次に奨学金の問題について考えてみたい。教育機会を広く国民に保証し、教育の機会均等を実現していく上で、奨学金制度が重要な役割を果たすことは言うまでもない。近年、奨学金制度は格段に充実が図られてきており、足元で学生数が既に減少に向かう中で、大学生等の3人に一人は日本学生支援機構が提供している奨学金を受給しているのが実態である。

この水準を十分と見るか否かについては、色々な議論があるが、現状を正しく認識することが議論の出発点であり、以下で基礎的なデータに基づいて、奨学金を巡る論点を紹介しておくこととしたい。

1)まず、大卒と高卒で、どれほどの生涯賃金の差が生ずるかを見てみよう。大学を卒業すれば、8,000万円程度余分に自分の収入に帰着する点に着目すれば、大学進学は、一種の自己投資の側面を有することとなる。大学における教育のあり方そのものが社会への貢献度という点で真に評価すべきものとなっているかについては、前項でも述べたとおり議論の余地はあるが、少なくとも社会全体として、大卒者に対して相応の価値を置いていることは否定しがたい。既に大学進学率は5割を超え、少子化の進行に伴う大学全入時代もすぐそこに来ていることも勘案すれば、大学進学者の増加に伴う社会的な付加価値の増加による国力の増加という側面もあるにせよ、大学在籍に伴う費用を国民からの税金で全て負担すべきとの議論には、受益者負担の原則からやはり組みしがたいこととなる。

▶ **練習問題**:
1. 本文抜粋に出てくる割合または金額を表す数値表現を、本文の表記どおりにすべて挙げよ。
2. 本文抜粋の「まず、大卒と高卒で、どれほどの生涯賃金の差が生ずるかを見てみよう。」という一文を英語に訳せ。
3. 奨学金を論じた本文抜粋を、最後の文の後から書き進めよ。
資料はこの作業とは関係がない。

▶ **保存データ**:
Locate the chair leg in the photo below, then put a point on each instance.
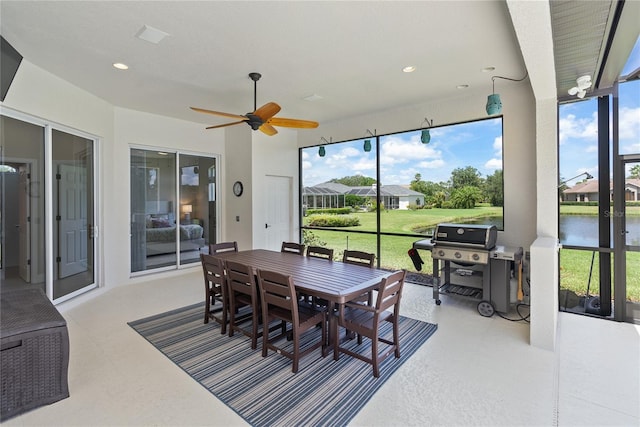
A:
(232, 317)
(396, 334)
(207, 307)
(296, 351)
(254, 330)
(336, 339)
(374, 355)
(223, 327)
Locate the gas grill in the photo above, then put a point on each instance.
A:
(470, 257)
(463, 243)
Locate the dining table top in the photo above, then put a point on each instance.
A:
(334, 281)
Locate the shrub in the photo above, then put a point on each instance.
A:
(337, 211)
(319, 220)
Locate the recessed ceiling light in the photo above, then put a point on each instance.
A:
(312, 98)
(150, 34)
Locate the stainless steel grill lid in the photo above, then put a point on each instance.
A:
(466, 235)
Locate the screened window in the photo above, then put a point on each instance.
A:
(381, 193)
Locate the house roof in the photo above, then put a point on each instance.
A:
(591, 186)
(332, 188)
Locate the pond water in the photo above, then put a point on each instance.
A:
(582, 230)
(575, 230)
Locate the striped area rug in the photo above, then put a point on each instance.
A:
(264, 391)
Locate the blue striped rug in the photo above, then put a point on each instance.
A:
(264, 391)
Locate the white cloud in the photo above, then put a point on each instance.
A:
(494, 164)
(572, 127)
(497, 145)
(629, 124)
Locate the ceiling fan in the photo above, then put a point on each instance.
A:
(261, 118)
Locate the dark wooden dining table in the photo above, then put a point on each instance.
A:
(333, 281)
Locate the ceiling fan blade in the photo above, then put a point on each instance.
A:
(292, 123)
(267, 111)
(218, 113)
(268, 129)
(224, 125)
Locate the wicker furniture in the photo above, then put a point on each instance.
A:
(34, 356)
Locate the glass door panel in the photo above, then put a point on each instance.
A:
(197, 206)
(153, 211)
(22, 203)
(73, 207)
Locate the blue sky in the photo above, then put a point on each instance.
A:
(477, 144)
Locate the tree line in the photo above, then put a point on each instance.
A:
(465, 188)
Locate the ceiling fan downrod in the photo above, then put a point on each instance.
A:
(255, 77)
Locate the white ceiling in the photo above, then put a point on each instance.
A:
(350, 53)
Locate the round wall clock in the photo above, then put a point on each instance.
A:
(237, 188)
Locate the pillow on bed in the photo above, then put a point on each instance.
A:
(160, 223)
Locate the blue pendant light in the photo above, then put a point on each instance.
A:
(425, 135)
(321, 150)
(494, 104)
(367, 142)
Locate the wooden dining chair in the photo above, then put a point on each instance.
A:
(243, 291)
(216, 248)
(292, 248)
(215, 287)
(366, 321)
(320, 252)
(279, 302)
(365, 259)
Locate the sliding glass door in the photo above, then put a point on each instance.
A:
(173, 208)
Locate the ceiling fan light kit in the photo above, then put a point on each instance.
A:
(261, 118)
(583, 83)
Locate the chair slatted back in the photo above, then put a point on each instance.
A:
(240, 279)
(216, 248)
(278, 291)
(320, 252)
(292, 247)
(358, 258)
(213, 269)
(390, 291)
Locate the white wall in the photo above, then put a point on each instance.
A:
(276, 156)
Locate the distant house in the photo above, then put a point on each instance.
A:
(332, 195)
(587, 191)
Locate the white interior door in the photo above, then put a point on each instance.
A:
(24, 229)
(73, 220)
(279, 210)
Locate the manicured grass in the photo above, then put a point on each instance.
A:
(574, 264)
(405, 221)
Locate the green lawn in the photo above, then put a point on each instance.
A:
(574, 264)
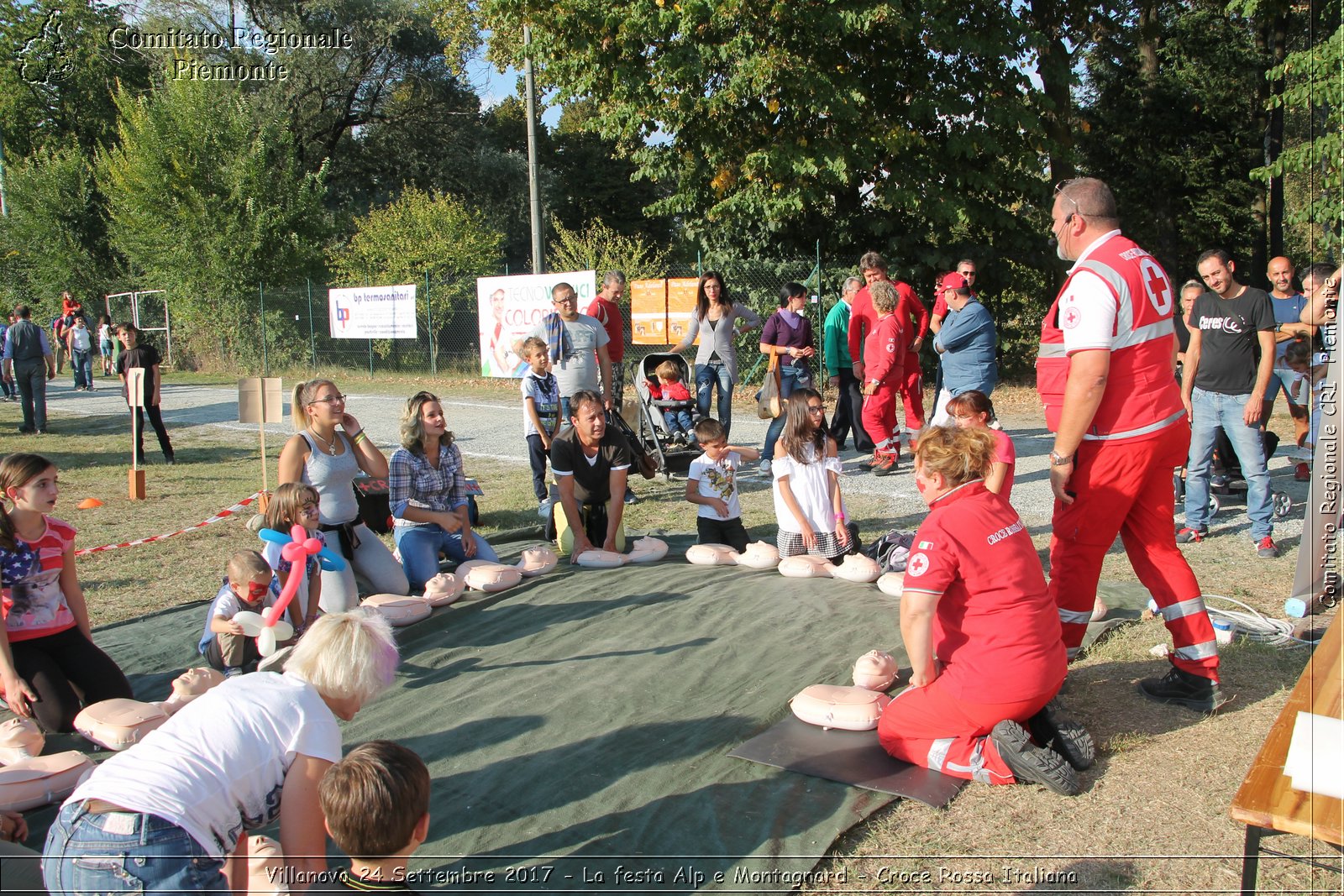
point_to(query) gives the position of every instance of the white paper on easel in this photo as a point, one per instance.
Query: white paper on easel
(1316, 755)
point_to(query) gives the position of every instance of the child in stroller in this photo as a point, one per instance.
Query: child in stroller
(671, 396)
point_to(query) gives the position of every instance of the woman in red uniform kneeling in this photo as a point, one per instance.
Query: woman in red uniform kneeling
(983, 637)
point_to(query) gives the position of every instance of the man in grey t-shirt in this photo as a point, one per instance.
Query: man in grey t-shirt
(578, 348)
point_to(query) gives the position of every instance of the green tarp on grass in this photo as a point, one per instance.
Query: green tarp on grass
(580, 723)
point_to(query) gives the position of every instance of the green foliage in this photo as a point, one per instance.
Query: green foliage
(873, 123)
(54, 237)
(423, 231)
(58, 74)
(1316, 89)
(1178, 148)
(601, 249)
(206, 203)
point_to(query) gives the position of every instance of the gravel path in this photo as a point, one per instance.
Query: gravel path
(490, 426)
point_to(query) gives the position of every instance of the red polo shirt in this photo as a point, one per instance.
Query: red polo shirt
(609, 313)
(864, 317)
(995, 629)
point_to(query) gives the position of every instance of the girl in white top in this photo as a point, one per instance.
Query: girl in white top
(806, 483)
(329, 459)
(165, 813)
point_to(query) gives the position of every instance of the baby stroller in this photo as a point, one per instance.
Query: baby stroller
(675, 457)
(1226, 484)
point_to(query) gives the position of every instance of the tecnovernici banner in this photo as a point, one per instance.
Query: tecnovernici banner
(373, 312)
(510, 307)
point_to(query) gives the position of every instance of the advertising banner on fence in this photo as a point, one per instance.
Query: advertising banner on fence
(510, 307)
(373, 312)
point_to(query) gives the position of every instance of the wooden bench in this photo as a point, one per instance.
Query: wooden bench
(1267, 801)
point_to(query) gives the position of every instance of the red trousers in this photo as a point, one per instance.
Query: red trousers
(911, 392)
(879, 416)
(1126, 490)
(932, 728)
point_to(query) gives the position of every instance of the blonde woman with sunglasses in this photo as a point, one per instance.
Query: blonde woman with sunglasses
(329, 458)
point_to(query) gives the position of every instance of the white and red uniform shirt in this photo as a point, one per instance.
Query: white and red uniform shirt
(1119, 298)
(609, 315)
(30, 584)
(996, 631)
(885, 352)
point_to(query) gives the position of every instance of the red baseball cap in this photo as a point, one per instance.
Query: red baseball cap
(954, 281)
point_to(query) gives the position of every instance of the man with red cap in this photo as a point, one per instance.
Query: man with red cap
(1106, 376)
(864, 320)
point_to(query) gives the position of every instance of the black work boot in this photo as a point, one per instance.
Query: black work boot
(1186, 689)
(1032, 763)
(1066, 736)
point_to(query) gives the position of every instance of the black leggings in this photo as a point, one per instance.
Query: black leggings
(57, 661)
(160, 430)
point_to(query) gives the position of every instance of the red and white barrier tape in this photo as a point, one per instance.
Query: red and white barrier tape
(222, 515)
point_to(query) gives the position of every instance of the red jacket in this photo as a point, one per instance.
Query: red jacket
(885, 349)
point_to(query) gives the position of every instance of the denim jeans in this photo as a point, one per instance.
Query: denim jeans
(125, 852)
(421, 544)
(706, 376)
(1213, 410)
(790, 378)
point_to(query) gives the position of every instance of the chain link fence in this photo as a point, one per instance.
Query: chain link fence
(293, 328)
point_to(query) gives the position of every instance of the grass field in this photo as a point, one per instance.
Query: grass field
(1152, 819)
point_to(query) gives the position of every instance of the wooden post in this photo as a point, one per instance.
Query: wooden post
(261, 402)
(136, 399)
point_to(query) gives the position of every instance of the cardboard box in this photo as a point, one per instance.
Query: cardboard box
(649, 312)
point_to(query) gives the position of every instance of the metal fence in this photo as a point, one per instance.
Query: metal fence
(295, 327)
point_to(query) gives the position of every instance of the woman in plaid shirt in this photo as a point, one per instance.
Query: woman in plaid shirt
(428, 492)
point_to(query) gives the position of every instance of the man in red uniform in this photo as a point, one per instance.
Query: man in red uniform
(1106, 378)
(886, 351)
(864, 320)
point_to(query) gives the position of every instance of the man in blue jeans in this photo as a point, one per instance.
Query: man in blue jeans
(1227, 367)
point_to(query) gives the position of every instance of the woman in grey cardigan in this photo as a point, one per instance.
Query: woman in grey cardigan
(717, 362)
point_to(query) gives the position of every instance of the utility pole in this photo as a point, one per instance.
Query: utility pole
(534, 188)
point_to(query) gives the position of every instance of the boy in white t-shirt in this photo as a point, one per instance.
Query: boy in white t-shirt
(712, 484)
(541, 416)
(250, 586)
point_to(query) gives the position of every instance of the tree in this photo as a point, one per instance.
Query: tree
(1175, 134)
(55, 234)
(423, 233)
(870, 123)
(1315, 90)
(206, 203)
(58, 74)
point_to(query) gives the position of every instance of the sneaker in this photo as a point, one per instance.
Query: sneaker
(1063, 735)
(886, 465)
(1186, 689)
(1032, 763)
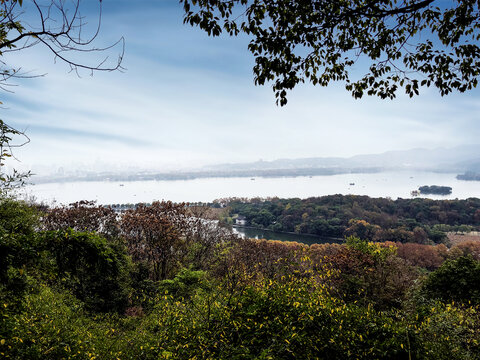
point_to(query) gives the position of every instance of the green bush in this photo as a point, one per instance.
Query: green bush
(17, 217)
(95, 270)
(457, 280)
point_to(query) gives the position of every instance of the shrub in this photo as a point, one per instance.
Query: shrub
(457, 280)
(95, 270)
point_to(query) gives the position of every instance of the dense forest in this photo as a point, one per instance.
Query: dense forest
(160, 282)
(379, 219)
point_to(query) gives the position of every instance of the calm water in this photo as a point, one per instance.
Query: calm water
(274, 235)
(389, 184)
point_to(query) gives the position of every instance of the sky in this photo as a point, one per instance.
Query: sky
(186, 100)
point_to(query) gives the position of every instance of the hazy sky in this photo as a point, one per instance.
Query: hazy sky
(186, 100)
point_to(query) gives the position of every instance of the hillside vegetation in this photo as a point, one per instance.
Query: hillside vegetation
(159, 282)
(376, 219)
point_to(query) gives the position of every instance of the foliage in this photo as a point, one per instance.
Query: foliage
(402, 220)
(96, 271)
(10, 181)
(83, 216)
(404, 44)
(67, 294)
(456, 280)
(154, 234)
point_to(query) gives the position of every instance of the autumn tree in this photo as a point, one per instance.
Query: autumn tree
(155, 234)
(404, 44)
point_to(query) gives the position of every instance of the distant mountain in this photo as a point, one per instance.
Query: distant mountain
(461, 159)
(457, 159)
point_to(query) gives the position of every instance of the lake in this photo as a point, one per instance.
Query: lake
(386, 184)
(253, 233)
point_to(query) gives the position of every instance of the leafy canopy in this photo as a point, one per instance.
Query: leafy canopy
(400, 43)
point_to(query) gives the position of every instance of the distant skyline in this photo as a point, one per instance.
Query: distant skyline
(187, 100)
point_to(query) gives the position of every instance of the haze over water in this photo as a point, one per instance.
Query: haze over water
(388, 184)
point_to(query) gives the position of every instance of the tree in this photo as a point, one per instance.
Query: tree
(155, 235)
(402, 43)
(57, 25)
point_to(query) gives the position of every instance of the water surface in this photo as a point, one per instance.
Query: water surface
(388, 184)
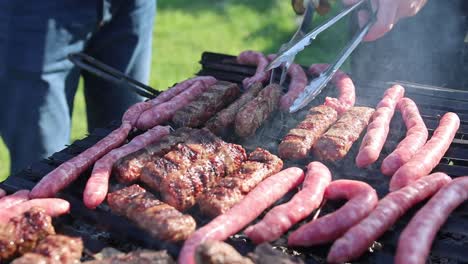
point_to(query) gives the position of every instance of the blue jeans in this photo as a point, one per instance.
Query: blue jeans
(38, 82)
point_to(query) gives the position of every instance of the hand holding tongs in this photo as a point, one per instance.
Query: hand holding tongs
(286, 55)
(108, 73)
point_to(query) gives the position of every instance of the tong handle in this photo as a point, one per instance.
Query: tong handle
(108, 73)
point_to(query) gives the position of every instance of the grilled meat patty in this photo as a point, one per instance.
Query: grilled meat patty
(207, 104)
(55, 249)
(128, 168)
(336, 142)
(191, 167)
(223, 121)
(252, 115)
(298, 143)
(231, 189)
(22, 233)
(161, 220)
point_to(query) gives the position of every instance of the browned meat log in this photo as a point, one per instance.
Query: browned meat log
(216, 252)
(55, 249)
(254, 113)
(230, 190)
(128, 168)
(207, 104)
(337, 141)
(137, 257)
(298, 143)
(183, 173)
(22, 233)
(223, 121)
(161, 220)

▶ **各問の解答**:
1.
3人に一人
8,000万円程度
5割

2. First, let us look at how large a difference in lifetime wages arises between university graduates and high school graduates.

3.
2)次に奨学金受給者の実態を見てみよう。日本学生支援機構の提供する奨学金事業は、無利子と有利子から構成されるが、いずれも年収要件等の受給要件を課している。限られた財源事情の下で、資源を最大限有効に活用し、真に支援すべきものに重点的に資源配分を行うとの観点から、受給資格を制限することが合理的であるが、問題はその制限のあり方である。

年収制限については、国大私大の別、自宅通学かそれ以外か、世帯の家族構成がどうであるか等によりきめ細かく設定されているが、私大、自宅通学、給与所得者4人世帯のモデルケースをとれば、無利子で収入966万円、有利子で1,218万円以下であることが要件となっている。総務省の家計調査による平成22年の平均世帯収入は625万円(月平均52万円)、より厳密に大学生の両親の年齢も考慮した40代から50代の給与所得者世帯の平均世帯収入は、これより更に高く、それぞれ698万円(月額58万円)、700万円(月額58万円)となっており、これらよりもかなり高いところが上限とされていることになる。

実際の受給者の家計の状況を見ると、こうした平均収入以上の世帯が半数近く占めているのが実態となっている。

学費や特に自宅外の場合の仕送り等に相応の保護者負担が生じていることはよく指摘されるが、例えば、「東京」で学びたい、学費が高くても、少しでも有名な大学に通わせたいといった本人或いは保護者の選好による大学選択の側面も一概には否定できない。そうしたブランド選好的な負担に対してまで、奨学金でカバーできるようにすべきというのは、貴重な血税を原資とする以上、行き過ぎた主張の感がある。実際に、地方大学等の改革が伴わないままで、奨学金の対象範囲を拡充することが、却って首都圏等の大学への進学傾向を強め、却って地方大学等の活力や地域における人材養成のダイナミズムを難しくしてしまうといった悪循環が起きてしまうとすれば、それは決して望ましい結果とは言えないのではなかろうか。寧ろ、医学部に地域枠を設けて、地元での地域医療に卒業後、従事して頂く代わりに、受益する地方が奨学金を出すといった取組みを推進する方が好ましいのではないか。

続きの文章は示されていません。